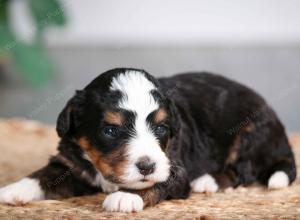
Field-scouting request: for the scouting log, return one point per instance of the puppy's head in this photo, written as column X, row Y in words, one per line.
column 122, row 123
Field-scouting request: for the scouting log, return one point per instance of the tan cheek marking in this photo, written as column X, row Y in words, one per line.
column 160, row 116
column 114, row 118
column 111, row 165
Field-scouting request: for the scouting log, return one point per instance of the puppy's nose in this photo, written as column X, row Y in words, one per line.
column 145, row 166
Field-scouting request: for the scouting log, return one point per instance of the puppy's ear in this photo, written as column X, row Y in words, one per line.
column 69, row 116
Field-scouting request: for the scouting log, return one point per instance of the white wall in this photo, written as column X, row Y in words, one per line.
column 178, row 22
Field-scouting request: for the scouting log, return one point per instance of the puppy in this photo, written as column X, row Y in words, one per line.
column 143, row 140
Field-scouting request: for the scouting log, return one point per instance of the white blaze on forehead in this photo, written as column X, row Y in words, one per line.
column 136, row 89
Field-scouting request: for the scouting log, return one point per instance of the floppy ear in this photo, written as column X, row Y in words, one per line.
column 66, row 120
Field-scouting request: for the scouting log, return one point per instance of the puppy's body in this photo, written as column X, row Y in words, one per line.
column 151, row 140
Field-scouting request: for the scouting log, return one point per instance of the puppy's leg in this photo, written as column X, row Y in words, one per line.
column 176, row 187
column 51, row 182
column 281, row 175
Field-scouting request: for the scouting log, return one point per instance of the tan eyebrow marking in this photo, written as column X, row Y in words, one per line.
column 115, row 118
column 160, row 115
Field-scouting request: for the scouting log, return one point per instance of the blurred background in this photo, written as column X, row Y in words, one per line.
column 50, row 48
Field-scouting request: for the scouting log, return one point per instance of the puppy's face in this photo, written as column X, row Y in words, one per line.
column 124, row 128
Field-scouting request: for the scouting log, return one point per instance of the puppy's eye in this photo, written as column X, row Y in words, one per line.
column 111, row 131
column 161, row 130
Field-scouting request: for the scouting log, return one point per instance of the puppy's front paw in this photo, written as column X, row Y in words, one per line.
column 21, row 192
column 123, row 202
column 205, row 183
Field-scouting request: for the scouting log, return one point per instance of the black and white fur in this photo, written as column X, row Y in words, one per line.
column 199, row 131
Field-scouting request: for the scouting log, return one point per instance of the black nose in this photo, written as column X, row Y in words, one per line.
column 145, row 166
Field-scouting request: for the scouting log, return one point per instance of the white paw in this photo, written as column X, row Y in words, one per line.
column 278, row 180
column 123, row 202
column 205, row 183
column 21, row 192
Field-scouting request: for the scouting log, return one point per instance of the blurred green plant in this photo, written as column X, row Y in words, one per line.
column 31, row 58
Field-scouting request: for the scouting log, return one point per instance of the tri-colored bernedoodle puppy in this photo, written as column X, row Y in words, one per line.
column 143, row 140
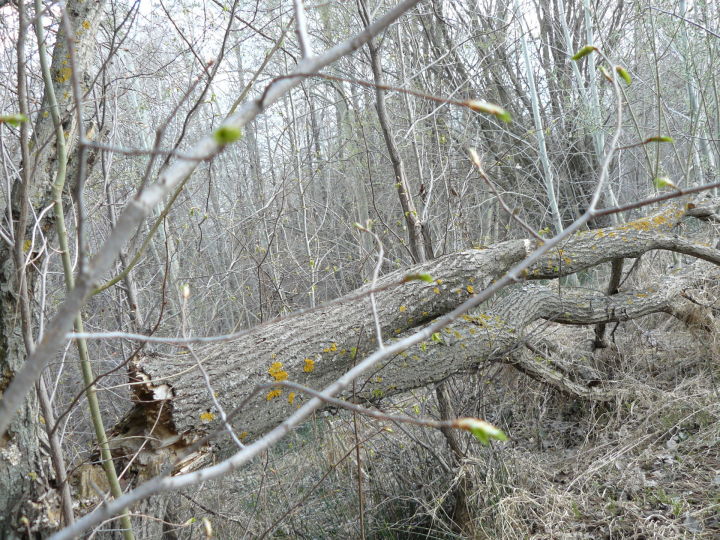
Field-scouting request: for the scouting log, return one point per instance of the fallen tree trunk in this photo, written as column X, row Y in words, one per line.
column 174, row 407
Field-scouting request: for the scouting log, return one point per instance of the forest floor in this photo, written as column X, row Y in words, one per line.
column 646, row 465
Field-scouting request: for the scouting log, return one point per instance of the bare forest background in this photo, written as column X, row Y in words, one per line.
column 232, row 203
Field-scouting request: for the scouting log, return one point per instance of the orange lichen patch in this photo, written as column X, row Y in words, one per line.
column 207, row 416
column 277, row 372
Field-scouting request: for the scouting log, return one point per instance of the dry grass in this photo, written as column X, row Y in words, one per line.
column 645, row 466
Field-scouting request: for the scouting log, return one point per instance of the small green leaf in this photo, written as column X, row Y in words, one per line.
column 624, row 75
column 483, row 431
column 418, row 277
column 480, row 105
column 587, row 49
column 13, row 119
column 659, row 138
column 662, row 182
column 227, row 134
column 605, row 73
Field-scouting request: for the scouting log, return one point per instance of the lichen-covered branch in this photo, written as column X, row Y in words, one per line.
column 318, row 347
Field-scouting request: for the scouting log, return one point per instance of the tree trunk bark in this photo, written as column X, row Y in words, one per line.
column 315, row 348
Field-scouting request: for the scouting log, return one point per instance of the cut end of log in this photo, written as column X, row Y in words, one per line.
column 147, row 434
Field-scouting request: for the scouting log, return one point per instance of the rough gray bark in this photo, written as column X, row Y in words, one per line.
column 23, row 468
column 315, row 348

WORK REQUIRED — The records above are to be duplicated exactly, pictures left out.

RESPONSE TO THIS EXERCISE —
Field-scouting request: for the scouting log, return one point per instance of the puppy's head in this photo, written as column X, row Y in words, one per line.
column 122, row 123
Field-scouting request: for the scouting log, return one point per instance of the tan cheek marking in this photo, written as column X, row Y in words, one per line.
column 160, row 116
column 114, row 118
column 111, row 165
Field-scouting request: for the scouting log, return one point per instance of the puppy's nose in this photo, written as column X, row Y in words, one per line.
column 145, row 166
Field-scouting request: for the scouting log, return one point per instance of the puppy's ear in this photo, written as column X, row Y in words, one per line.
column 69, row 116
Field-scouting request: for the scouting log, return one point per instance of the white wall in this photo, written as column X, row Y in words, one per line.
column 178, row 22
Field-scouting request: for the scouting log, return one point per instance of the puppy in this photo, written as column X, row Y in words, one per line.
column 143, row 140
Field-scouting request: for the scouting log, return one point per instance of the white blaze on forehead in this photo, written as column X, row Y in words, one per line.
column 136, row 89
Field-scouting request: for the scouting log, return one point per instance of the floppy ear in this photo, written as column X, row Y in words, one per line.
column 66, row 120
Field-scouting request: for the scouting log, return one point per instance of the puppy's body in this photo, written as column X, row Y in words, one per line.
column 151, row 140
Field-scouting request: for the scouting log, return one point per instance of the puppy's leg in this photo, written as column X, row Y in words, one per line.
column 176, row 187
column 51, row 182
column 281, row 175
Field-scouting request: for the scouting log, return one point per instance of the tan eyebrow marking in this photo, written as column X, row Y in words, one per line.
column 115, row 118
column 160, row 115
Field-scouting request: for the scouting log, return one point per instance of the blurred background in this photo, written as column X, row Y in words, one per line.
column 50, row 48
Field-scouting request: for the scouting log, return one point per instance of the puppy's face in this photo, written as column X, row Y in words, one per line.
column 124, row 128
Field-scouting request: for the scouting log, return one point per instance of the puppy's eye in this photo, written as column X, row Y in words, one per line.
column 111, row 131
column 161, row 130
Field-scouting request: for the scouting log, return one point per instance of the puppy's front paw in this photo, written as column X, row Y in words, one per line.
column 21, row 192
column 123, row 202
column 205, row 183
Field-scouting request: for the scouting log, return one point per instance of the black and white fur in this photo, written as column X, row Y in words, one per line.
column 199, row 131
Field-scouting request: for the scouting log, return one point per instance of the black nose in this photo, written as column X, row Y in words, one per line.
column 145, row 166
Field-scouting request: for the scouting log, return one point per instance of the white paw in this photo, written as column X, row Y in words, one per line.
column 278, row 180
column 123, row 202
column 205, row 183
column 21, row 192
Field-scouting request: for the scouting log, return one point per instance of the blurred green plant in this photo, written as column X, row Y in words, one per line.
column 31, row 58
Field-scouting request: for the scouting log, return one point per instance of the tri-colored bernedoodle puppy in this photo, written as column X, row Y in words, one per line.
column 143, row 140
Field-scouting request: for the scouting log, return one point per instance of the fallen tree trunk in this photo, written as column X, row Y in words, one per line.
column 174, row 407
Field-scouting request: for the scouting log, return one point per instance of the forest floor in this photo, written as column X, row Y in words, one per line.
column 646, row 465
Field-scouting request: for the scouting log, return one point per instance of the bare forest background in this photo, written as column X, row Y in words, one per line.
column 232, row 203
Field-scouting request: for the scouting log, return one point per instance of the orange lichen patch in this photo, written as column X, row Y in words, one per line.
column 207, row 416
column 277, row 372
Field-scouting request: for the scouting log, return one point per instance of the dry grass in this photo, written as column X, row Y in words, one per line.
column 645, row 466
Field-scouting request: for the scouting log, return one point per instance of the small green leaf in this photo, written as column X, row Y in words, one per line.
column 624, row 75
column 483, row 431
column 418, row 277
column 480, row 105
column 587, row 49
column 13, row 119
column 659, row 138
column 662, row 182
column 227, row 134
column 605, row 73
Field-scouting request: for the scouting log, return one point per instance of the lichen-covered branch in this photo, written as column X, row Y in words, one per line.
column 318, row 347
Field-scouting request: for the scouting log, return one point per instance of the tree trunk bark in this photo, written as column X, row Y in words, one per line.
column 315, row 348
Field-scouting request: for the scouting log, return one point per instance of the cut end of log in this photo, written as column X, row Y in words, one per line.
column 147, row 434
Field-scouting request: for the scouting log, return one point per instance of the rough gray bark in this photo, written as column X, row Y in words, one per line.
column 23, row 468
column 315, row 348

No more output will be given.